START Page text

This article is meant to give adult children who have become caregivers some tips and tools on what to expect and how to deal with the issues that may come up as you care for your senior loved one.

For a complete checklist to use on a daily basis – take a look at these great Logbooks that you can use to help you to stay organized and on top of all your loved ones care needs. Tools like this can give you some peace of mind and help you to avoid caregiver burnout.

What Caregiver Tasks Include

First, let’s go over, generally, what a family caregiver can expect to do for their senior loved one.

Mind you, every situation and every family will have their own specific needs, but generally speaking, these are the types of things that most family caregivers may be responsible for.

  • Checking on compliance with prescription drugs and/or dispensing medication.
  • Helping with personal care and activities of daily living (ADL’s) which includes toileting, showering, grooming, oral hygiene, toileting, eating, meal preparation, transferring (i.e. from bed to wheelchair), mobility assistance (i.e., using a walker, etc.)
  • Grocery shopping, meal prep and cleaning, maintaining the household.
  • Financial planning (i.e. budgeting and managing household expenses)
  • Communicating with and managing your senior’s health insurance matters.
  • Transportation to medical appointments, a social engagement, etc.
  • Run errands for the household.
  • Being prepared for an emergency situation such as a fire or a natural disaster.
  • Providing companionship to the senior loved one(s).
  • Assist with any ongoing therapy and/or medical management.
  • Communicate with doctors, insurance companies, hospitals, etc.
  • Keeping their senior loved one compliant with their care plan.
  • Keep family members informed and educated on their senior loved ones status.

END Page text
START Data for analysis

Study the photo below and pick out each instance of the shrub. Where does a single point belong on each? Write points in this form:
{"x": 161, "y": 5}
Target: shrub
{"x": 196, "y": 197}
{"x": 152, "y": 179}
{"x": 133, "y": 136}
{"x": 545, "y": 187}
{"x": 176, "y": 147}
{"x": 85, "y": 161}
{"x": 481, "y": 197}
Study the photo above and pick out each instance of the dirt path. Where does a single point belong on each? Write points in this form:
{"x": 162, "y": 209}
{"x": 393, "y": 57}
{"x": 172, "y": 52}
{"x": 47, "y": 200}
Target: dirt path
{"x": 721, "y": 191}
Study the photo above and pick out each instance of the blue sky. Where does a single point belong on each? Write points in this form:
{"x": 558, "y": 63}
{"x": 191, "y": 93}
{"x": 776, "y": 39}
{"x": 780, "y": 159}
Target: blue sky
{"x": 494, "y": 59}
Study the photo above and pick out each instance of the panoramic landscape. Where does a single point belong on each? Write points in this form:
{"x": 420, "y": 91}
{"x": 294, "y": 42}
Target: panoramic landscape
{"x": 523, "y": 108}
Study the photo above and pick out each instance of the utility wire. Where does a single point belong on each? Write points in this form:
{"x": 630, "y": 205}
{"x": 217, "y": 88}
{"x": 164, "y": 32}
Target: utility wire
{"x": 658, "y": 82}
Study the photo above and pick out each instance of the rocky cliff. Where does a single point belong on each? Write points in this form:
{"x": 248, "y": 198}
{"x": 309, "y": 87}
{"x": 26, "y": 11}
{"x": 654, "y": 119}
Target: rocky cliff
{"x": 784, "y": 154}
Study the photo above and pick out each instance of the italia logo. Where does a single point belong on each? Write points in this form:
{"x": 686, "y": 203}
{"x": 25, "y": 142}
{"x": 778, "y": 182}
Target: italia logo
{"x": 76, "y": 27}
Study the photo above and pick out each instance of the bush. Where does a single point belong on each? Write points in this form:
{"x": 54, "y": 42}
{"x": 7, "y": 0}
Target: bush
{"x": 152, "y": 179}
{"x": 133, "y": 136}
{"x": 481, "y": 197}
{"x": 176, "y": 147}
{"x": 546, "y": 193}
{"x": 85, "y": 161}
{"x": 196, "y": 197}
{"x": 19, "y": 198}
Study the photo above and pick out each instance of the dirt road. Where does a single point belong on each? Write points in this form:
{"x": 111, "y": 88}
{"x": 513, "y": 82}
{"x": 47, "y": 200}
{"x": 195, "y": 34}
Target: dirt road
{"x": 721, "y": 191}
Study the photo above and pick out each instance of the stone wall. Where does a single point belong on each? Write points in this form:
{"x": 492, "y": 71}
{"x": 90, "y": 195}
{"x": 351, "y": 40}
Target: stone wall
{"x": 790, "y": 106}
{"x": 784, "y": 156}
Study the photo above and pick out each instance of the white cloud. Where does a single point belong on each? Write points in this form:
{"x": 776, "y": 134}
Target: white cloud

END Data for analysis

Problems to solve:
(a) In the caregiving article before the listing, shorten the paragraph that begins "For a complete checklist to use on a daily basis" and keep its main facts.
(b) Write the next part of the caregiving article, starting after its final sentence.

Responses by item number:
(a) Logbooks offer a complete daily checklist that helps caregivers stay organized and keep up with all of a loved one's care needs. Such tools can bring peace of mind and help prevent caregiver burnout.

(b)
There are many responsibilities that come with caregiving. It’s a good idea to know what your role will be: will you be a caregiver or a caretaker? There are important differences between the two.

Having this awareness can go a long way in helping you to avoid conflict and provide better quality of life for yourself, as well as the older person or family member in need.

The Checklist For Family Caregivers Of Senior Loved Ones

Below is a caregiver checklist of what should be done when you begin caring for your elderly parent or other older adult.

  • Ensure that you have all the legal paperwork and important documents in order. Check our article on what legal documents you should have in place.
  • Make an appointment (if you haven’t yet) with an elder law attorney. You’ll want to discuss a durable power of attorney, health care proxy, living wills, any funeral arrangements that have already been made and paid for, and more.
  • Have the talk (if applicable) about the your senior’s financial situation. This means being aware of the bank accounts, financial advisors and other financial issues.
  • Gather as much information about any condition(s) that your senior loved one is dealing with. Speak with their doctors. Join support groups, facebook groups, etc. Read as much as you can to educate yourself on what you and your senior will be dealing with. If there is a national organization that deals with the illness (i.e. Alzheimer’s Association) contact them as well.
  • Contact your local agencies on aging or your physician to find out where you can get training on how to lift someone properly, what to do if their blood pressure is too low or too high, signs of dehydration, etc. Check the website for local resources in your area.
  • Make a list of ALL the needs that your loved one currently requires. This could include anything from needing help with showering to handling the remote control. Be as specific as possible.
  • Consult with your family and/or a social worker to help you decide how to best meet these needs.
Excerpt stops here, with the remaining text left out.